Record set -
========
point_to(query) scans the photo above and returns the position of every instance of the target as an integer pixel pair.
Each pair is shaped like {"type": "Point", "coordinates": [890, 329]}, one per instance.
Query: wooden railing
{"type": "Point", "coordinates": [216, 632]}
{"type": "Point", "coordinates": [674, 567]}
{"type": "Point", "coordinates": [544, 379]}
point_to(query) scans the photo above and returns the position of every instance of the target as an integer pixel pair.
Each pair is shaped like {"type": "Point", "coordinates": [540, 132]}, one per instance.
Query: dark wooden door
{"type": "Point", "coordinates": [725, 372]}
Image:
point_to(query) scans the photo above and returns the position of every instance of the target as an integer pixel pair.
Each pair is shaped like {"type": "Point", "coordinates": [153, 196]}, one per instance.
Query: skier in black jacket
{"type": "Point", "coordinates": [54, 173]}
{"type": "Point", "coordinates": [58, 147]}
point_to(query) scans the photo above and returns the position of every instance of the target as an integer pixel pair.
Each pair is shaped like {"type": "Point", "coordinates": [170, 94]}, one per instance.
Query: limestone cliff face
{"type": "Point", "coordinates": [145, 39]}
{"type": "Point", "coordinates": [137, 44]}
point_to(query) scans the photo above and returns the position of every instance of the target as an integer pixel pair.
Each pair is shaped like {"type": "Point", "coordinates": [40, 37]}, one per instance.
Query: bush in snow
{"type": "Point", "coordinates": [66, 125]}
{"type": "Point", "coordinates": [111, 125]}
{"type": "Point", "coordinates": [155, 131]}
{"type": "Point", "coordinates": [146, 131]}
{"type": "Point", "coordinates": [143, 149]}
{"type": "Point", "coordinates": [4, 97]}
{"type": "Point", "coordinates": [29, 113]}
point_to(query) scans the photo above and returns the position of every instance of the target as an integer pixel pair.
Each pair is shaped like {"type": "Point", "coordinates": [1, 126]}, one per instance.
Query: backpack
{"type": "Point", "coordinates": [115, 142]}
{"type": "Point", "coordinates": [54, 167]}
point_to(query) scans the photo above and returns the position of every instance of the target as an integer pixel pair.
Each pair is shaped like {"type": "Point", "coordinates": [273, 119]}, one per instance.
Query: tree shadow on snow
========
What this task involves -
Set down the records again verbatim, so that each word stays as it is.

Answer space -
point_to(query) scans the photo above and returns the position of every instance of the target as an integer pixel pair.
Each pair is shaped like {"type": "Point", "coordinates": [890, 329]}, one per instance.
Query: wooden railing
{"type": "Point", "coordinates": [216, 632]}
{"type": "Point", "coordinates": [674, 567]}
{"type": "Point", "coordinates": [544, 379]}
point_to(query) scans the photo above and returns the position of every instance of the target as an integer pixel pair.
Each pair is shaped like {"type": "Point", "coordinates": [540, 132]}, one per instance.
Query: dark wooden door
{"type": "Point", "coordinates": [725, 372]}
Image:
point_to(query) scans the photo above and returns the position of every instance of the target as an integer pixel pair.
Each pair is shaped like {"type": "Point", "coordinates": [153, 196]}, one per instance.
Query: skier in black jacket
{"type": "Point", "coordinates": [54, 173]}
{"type": "Point", "coordinates": [58, 147]}
point_to(query) scans the photo above and returns the position of every instance of the target as an integer pixel pair.
Each pair is shaped like {"type": "Point", "coordinates": [170, 94]}, one per instance.
Query: limestone cliff face
{"type": "Point", "coordinates": [145, 39]}
{"type": "Point", "coordinates": [137, 44]}
point_to(query) scans the photo above and returns the position of every instance of the target as an integer pixel pair.
Each pair is shaped like {"type": "Point", "coordinates": [40, 37]}, one per instance.
Query: bush in snow
{"type": "Point", "coordinates": [66, 125]}
{"type": "Point", "coordinates": [111, 125]}
{"type": "Point", "coordinates": [155, 131]}
{"type": "Point", "coordinates": [146, 131]}
{"type": "Point", "coordinates": [143, 149]}
{"type": "Point", "coordinates": [4, 97]}
{"type": "Point", "coordinates": [29, 113]}
point_to(query) scans the photo above and returns the position of every instance of the target as an integer pixel pair.
Each pair is shaped like {"type": "Point", "coordinates": [1, 126]}, one per instance.
Query: backpack
{"type": "Point", "coordinates": [115, 142]}
{"type": "Point", "coordinates": [54, 167]}
point_to(query) scans the photo above and returns the position of every instance of the target as an integer pixel pair.
Each pair is shaped like {"type": "Point", "coordinates": [273, 119]}, one per instance.
Query: tree shadow on snow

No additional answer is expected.